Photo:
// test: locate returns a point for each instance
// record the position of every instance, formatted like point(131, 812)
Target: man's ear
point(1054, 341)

::::

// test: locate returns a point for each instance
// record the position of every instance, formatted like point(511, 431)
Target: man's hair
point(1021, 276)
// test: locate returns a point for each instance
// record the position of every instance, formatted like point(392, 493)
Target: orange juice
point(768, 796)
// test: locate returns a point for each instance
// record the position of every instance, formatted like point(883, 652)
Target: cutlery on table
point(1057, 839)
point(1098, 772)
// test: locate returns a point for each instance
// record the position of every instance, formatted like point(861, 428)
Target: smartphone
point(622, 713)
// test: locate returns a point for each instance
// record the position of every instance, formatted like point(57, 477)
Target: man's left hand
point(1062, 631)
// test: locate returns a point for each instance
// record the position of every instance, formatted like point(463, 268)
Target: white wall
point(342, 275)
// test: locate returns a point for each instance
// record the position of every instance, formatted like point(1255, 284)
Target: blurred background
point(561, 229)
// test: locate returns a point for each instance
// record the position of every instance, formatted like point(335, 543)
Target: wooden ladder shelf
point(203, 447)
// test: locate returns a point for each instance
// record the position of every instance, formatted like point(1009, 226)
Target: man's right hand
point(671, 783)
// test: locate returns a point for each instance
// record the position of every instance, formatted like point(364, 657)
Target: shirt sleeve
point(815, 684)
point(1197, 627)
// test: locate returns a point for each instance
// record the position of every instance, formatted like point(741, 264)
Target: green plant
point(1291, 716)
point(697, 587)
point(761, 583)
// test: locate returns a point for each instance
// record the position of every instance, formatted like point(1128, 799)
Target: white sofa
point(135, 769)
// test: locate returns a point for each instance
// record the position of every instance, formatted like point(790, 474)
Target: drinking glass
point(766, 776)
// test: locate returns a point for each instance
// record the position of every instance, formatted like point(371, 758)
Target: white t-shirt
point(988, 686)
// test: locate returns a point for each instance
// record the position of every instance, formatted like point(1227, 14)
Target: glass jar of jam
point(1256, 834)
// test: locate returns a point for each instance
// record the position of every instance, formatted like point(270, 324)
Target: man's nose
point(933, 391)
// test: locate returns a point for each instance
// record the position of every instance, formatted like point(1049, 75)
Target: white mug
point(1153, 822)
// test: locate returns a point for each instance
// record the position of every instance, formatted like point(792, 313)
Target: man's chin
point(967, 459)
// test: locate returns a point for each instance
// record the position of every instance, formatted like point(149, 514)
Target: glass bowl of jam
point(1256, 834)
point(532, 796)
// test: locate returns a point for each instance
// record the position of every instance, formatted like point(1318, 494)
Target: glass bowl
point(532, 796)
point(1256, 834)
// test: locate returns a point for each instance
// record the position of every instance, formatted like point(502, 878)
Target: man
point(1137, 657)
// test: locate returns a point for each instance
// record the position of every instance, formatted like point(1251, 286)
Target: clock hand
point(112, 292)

::::

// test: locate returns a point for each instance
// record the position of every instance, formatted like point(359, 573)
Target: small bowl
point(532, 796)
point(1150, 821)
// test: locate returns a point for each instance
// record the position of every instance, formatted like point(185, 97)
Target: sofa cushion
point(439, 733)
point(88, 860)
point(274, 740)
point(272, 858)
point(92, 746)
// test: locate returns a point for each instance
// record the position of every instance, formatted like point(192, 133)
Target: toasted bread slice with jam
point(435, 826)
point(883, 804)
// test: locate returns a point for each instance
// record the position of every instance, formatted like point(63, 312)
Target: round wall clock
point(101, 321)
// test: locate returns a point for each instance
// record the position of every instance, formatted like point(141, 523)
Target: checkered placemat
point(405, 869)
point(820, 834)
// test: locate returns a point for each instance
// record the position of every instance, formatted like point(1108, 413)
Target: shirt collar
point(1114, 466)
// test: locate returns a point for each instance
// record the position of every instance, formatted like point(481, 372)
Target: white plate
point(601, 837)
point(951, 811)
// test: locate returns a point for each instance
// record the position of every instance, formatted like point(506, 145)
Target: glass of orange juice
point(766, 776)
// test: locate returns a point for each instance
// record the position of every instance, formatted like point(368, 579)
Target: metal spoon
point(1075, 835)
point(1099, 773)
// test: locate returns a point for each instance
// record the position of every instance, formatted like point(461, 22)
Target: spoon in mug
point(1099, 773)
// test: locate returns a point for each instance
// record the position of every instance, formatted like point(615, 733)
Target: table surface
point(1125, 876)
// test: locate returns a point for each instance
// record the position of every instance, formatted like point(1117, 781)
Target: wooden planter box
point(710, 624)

::::

Count the lines of the material above that contain the string "glass", treating uppercase and lowercase as different. Reply with the number alone.

▶ **EXERCISE RESPONSE**
5